**DOCUMENT SECTION:**
Scraping is the process of **extracting data from web pages intended to be viewed in a browser**

### When to scrape

Consider scraping if:

+ Data is only available via a browser-based website
+ Lots of data or data is frequently updated
+ Scraping isn't prohibited by the website

### How to scrape

Write a script to:

1. Retrieve a web page
2. Parse and extract data from HTML

Lots of options, but we'll focus on two libraries today:

+ [`requests`](https://docs.python-requests.org/en/latest/) to retrieve web pages
+ [`BeautifulSoup`](https://www.crummy.com/software/BeautifulSoup/bs4/doc/) to parse and extract data from HTML

### Making a request

Two types of HTTP requests can be used to retrieve pages:

#### GET

+ All info needed for request encoded as parameters in the URL
+ Easily cacheable

#### POST

+ Parameters passed in the request body
+ May not be cacheable
+ Need to a special tool to parse the request (like a browser inspect tool)

**GIVEN PROBLEM:** Reproduce word for word the part of the web scraping text above that opens with the words "### Making a" and closes with "browser inspect tool)".

**GIVEN INFORMATION:**
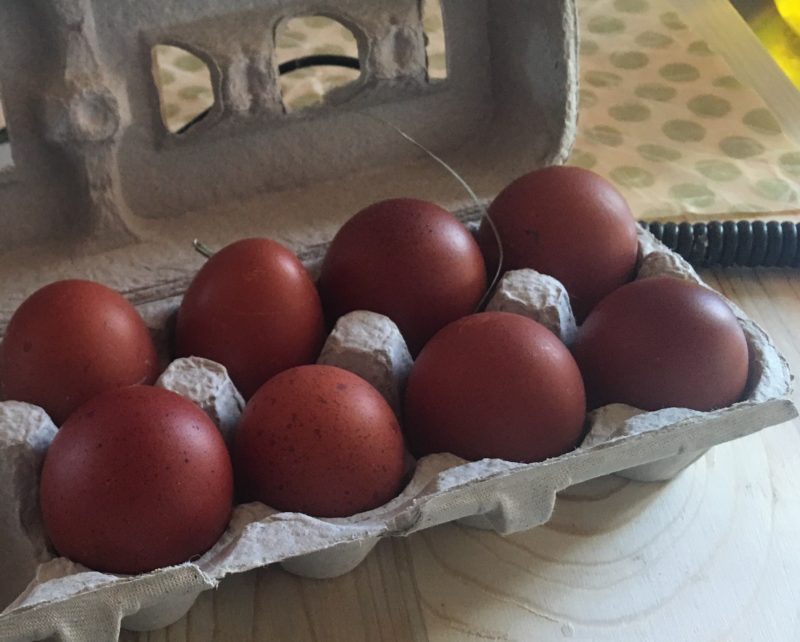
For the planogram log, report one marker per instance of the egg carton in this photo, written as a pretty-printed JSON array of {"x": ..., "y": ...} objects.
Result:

**PROBLEM SOLUTION:**
### Making a request

Two types of HTTP requests can be used to retrieve pages:

#### GET

+ All info needed for request encoded as parameters in the URL
+ Easily cacheable

#### POST

+ Parameters passed in the request body
+ May not be cacheable
+ Need to a special tool to parse the request (like a browser inspect tool)